Auftrag 1: Zu welchem Preis können die Kunden des Rewe-Marktes laut dem Artikel über Werbung mit Galgenhumor zwischen Sagrotan und Corona-Bier wählen?
Auftrag 2: Geben Sie aus dem Artikel über Werbung mit Galgenhumor den Abschnitt zwischen "In der Werbung" und "Humor oder Geschmacklosigkeit?" einschließlich wortgetreu wieder.
Auftrag 3: Setzen Sie den Artikel über Werbung mit Galgenhumor im Anschluss an seinen letzten Satz fort.

Seitenauszug:
In der Werbung lassen sich kreative Köpfe so manches einfallen, um Aufmerksamkeit zu erregen. Häufig werden dabei aktuelle Themen aufgegriffen. Dies trifft auch auf den Coronavirus zu. So dürfen sich die Kunden dieses Rewe-Marktes entscheiden, ob sie für 5,99 Euro lieber eine Flasche Sagrotan oder ein Sechserpack Bier der Marke Corona wollen:
Á pro pos Bier: Die neuseeländische Bar House on Hood warb auf ihrer Facebook-Seite ebenfalls mit dem Bier samt Virus. Auf dem Bild waren zwei Männer in Schutzausrüstung zu sehen, die der Kamera mit Corona-Bieren zuprosteten. Laut Horizont handelte sich die Bar damit einen ordentlichen Shitstorm ein. Mittlerweile ist nur noch dieses Bild auf der Facebook-Seite zu finden:
Guter Humor oder Geschmacklosigkeit?
Dass solche Aktionen für gespaltene Reaktionen sorgen, ist bekannt. Prominentes Beispiel dürfte da die Marke True Fruits sein. Die einen finden die Aktionen lustig, die anderen werfen dem Unternehmen Sexismus und Rassismus vor. Dass man sich vortrefflich streiten kann, bewiesen meine Kolleginnen Hanna Behn und Tina Plewinski im letzten Jahr in ihrer gemeinsamen Kolumne.
Ähnlich unterschiedlich waren die Reaktionen auf diesen Newsletter von Flixbus, der einen Tag nach dem Anschlag von Hanau rausging:
Wobei die Marketing-Abteilung von Flixbus hier mit an Sicherheit grenzender Wahrscheinlichkeit keinen Bezug zu Hanau herstellen wollte. Der Betreff kann eher als etwas unglücklich gewählt gewertet werden. Eine bewusste Provokation, wie sie bei True Fruits die Regel ist, kann hier in keinster Weise angenommen werden.
Was Recht ist
An den Beispielen sieht man, dass Werbung mit Galgenhumor komplett unterschiedliche Reaktionen hervorrufen kann. Doch: Was sagt eigentlich das Recht? Wie weit darf Werbung gehen?

Quellenangaben:
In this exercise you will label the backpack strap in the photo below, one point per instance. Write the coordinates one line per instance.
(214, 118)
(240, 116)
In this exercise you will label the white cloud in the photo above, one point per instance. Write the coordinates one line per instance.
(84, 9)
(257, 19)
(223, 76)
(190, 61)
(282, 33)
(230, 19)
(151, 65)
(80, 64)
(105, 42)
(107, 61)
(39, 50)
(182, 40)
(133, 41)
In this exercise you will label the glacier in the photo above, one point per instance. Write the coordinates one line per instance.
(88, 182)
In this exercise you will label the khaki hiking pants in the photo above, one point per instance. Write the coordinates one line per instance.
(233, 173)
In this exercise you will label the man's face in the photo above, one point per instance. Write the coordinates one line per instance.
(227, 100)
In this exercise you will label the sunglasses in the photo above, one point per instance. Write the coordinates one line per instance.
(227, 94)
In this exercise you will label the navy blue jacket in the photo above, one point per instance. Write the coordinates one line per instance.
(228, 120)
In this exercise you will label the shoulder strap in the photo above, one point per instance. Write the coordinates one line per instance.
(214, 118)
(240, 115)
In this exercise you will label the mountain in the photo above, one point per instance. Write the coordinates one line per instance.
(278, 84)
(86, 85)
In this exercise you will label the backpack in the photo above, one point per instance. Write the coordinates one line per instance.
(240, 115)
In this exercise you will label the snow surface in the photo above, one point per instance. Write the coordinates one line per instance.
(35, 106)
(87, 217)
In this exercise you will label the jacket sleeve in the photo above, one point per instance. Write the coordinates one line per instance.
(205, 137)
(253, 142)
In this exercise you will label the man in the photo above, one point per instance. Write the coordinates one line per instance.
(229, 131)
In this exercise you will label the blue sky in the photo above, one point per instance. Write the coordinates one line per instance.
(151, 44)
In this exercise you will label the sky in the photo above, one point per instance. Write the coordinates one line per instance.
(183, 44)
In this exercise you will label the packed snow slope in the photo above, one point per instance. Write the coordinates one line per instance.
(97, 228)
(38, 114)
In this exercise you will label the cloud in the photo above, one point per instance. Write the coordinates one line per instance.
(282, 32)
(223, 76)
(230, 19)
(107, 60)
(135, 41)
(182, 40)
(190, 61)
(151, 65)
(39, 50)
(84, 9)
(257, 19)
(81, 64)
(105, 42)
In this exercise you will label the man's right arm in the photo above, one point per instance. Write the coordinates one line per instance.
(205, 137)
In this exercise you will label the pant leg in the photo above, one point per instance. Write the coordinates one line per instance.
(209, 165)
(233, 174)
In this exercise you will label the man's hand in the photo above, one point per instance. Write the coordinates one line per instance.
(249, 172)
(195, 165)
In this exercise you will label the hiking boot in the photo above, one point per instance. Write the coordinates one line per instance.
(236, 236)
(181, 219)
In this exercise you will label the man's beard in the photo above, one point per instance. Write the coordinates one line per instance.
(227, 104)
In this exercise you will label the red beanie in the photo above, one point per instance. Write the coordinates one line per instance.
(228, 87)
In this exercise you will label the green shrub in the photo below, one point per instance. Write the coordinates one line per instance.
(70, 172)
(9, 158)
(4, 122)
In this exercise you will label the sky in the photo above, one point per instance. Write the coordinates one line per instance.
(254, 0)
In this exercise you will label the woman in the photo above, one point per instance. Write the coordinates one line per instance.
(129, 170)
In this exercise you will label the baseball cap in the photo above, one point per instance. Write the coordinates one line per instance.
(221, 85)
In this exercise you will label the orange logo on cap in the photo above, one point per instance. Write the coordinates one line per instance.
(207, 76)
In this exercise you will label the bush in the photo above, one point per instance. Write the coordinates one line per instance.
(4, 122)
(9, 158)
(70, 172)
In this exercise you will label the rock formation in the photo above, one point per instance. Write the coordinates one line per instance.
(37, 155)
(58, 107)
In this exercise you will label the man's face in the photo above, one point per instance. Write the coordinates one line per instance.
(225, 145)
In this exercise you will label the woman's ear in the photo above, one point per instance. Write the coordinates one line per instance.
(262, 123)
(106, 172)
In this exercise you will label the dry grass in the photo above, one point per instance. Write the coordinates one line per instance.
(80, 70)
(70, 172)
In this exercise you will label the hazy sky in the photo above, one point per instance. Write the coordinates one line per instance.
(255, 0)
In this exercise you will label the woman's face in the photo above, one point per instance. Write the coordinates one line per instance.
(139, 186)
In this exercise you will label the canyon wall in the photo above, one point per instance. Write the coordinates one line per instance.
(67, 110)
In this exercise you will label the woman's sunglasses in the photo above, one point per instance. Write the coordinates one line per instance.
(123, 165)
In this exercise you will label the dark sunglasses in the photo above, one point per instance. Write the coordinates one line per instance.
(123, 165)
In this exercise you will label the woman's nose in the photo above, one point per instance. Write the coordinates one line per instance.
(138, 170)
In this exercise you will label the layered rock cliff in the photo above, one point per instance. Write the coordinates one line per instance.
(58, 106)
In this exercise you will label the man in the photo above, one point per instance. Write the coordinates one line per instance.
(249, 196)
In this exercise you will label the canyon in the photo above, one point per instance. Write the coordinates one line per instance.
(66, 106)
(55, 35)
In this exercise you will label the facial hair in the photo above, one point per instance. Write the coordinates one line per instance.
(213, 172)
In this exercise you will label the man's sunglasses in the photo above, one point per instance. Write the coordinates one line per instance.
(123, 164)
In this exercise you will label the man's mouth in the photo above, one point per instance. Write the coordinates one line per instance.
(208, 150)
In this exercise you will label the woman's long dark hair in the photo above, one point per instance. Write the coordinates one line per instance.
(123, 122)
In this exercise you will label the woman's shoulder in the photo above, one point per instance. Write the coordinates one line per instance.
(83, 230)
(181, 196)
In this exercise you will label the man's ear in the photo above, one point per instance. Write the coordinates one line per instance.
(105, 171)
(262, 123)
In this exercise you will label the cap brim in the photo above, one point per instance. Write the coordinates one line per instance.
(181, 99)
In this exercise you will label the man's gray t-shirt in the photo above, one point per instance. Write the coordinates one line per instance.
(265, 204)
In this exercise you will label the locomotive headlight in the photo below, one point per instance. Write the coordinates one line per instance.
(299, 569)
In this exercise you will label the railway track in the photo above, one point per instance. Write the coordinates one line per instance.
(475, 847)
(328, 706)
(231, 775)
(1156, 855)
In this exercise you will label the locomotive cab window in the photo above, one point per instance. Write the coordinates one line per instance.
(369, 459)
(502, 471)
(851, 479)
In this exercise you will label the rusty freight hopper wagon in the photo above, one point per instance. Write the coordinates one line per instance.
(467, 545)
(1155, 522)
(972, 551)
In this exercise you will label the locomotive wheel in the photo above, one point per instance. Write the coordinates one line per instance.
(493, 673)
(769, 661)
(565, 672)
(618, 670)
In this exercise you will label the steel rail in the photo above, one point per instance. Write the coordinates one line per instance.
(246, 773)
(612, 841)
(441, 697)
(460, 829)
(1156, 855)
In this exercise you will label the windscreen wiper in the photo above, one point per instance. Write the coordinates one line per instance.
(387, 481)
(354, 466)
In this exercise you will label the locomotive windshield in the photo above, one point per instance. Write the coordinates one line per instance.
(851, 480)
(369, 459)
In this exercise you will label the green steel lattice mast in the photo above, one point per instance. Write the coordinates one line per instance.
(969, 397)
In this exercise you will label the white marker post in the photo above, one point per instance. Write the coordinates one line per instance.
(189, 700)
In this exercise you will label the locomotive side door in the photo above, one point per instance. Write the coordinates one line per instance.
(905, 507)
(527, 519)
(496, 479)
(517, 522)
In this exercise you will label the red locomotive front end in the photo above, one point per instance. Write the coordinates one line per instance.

Antwort 1: Für 5,99 Euro.

Antwort 2:
In der Werbung lassen sich kreative Köpfe so manches einfallen, um Aufmerksamkeit zu erregen. Häufig werden dabei aktuelle Themen aufgegriffen. Dies trifft auch auf den Coronavirus zu. So dürfen sich die Kunden dieses Rewe-Marktes entscheiden, ob sie für 5,99 Euro lieber eine Flasche Sagrotan oder ein Sechserpack Bier der Marke Corona wollen:
Á pro pos Bier: Die neuseeländische Bar House on Hood warb auf ihrer Facebook-Seite ebenfalls mit dem Bier samt Virus. Auf dem Bild waren zwei Männer in Schutzausrüstung zu sehen, die der Kamera mit Corona-Bieren zuprosteten. Laut Horizont handelte sich die Bar damit einen ordentlichen Shitstorm ein. Mittlerweile ist nur noch dieses Bild auf der Facebook-Seite zu finden:
Guter Humor oder Geschmacklosigkeit?

Antwort 3:
Im Falle von umstrittener Werbung denke ich als Juristin sofort an Schockwerbung: Im Studium behandelten wir in diesem Zusammenhang die Urteile, die das Bundesverfassungsgericht zu den verschiedenen Kampagnen von Benetton gefällt hat. Die Modemarke ist unter anderem wegen ihrer auffälligen Werbung bekannt: Nackte Säuglinge, kopulierende Pferde, Priester küssende Nonnen und Portraits von zu Tode verurteilten Häftlingen – Mit dem Thema Mode hat das rein gar nichts zu tun. Gleich mehrere dieser Aktionen landeten vor dem höchsten deutschen Gericht und dieses stellte zwei Sachen fest: Zum einen können sich Unternehmen bei dieser Art der Werbung auf die Pressefreiheit berufen. Und zum anderen kommt es dadurch im nächsten Schritt zur Abwägung mit der Menschenwürde. Im Falle der hier gezeigten Werbung von True Fruits würde das Gericht hier sehr wahrscheinlich zu der Feststellung gelangen, dass das Darauf-Aufmerksam-machen über Missstände an vielen Grenzen unter Pressefreiheit läuft.
Werbung mit Corona gleich Schockwerbung?
Wie sind Marketing-Maßnahmen mit dem Coronavirus im Lichte dieser Entscheidungen zu beurteilen? Nun: Weder die Rewe-Aktion, noch die Werbung der neuseeländischen Bar wären wohl zu beanstanden. Rewe nimmt hier vor allem die Hamsterkäufer aufs Korn. Die Aussage der Bar, wonach man sich in Hamilton schlimmere Dinge als Corona einfangen kann, ist schon etwas grenzwertiger, trifft allerdings meinen persönlichen eher düsteren Humor.
Man sieht also: Bei der Frage, was Werbung mit Corona darf, gibt es keine eindeutige Antwort. Je nachdem, wie weit es die Werbetreibenden mit dem Galgenhumor treiben, kann es auf eine Abwägung zwischen Pressefreiheit und Menschenwürde hinaus laufen. Es bleibt also, wie so oft, alles eine Einzelfallbetrachtung.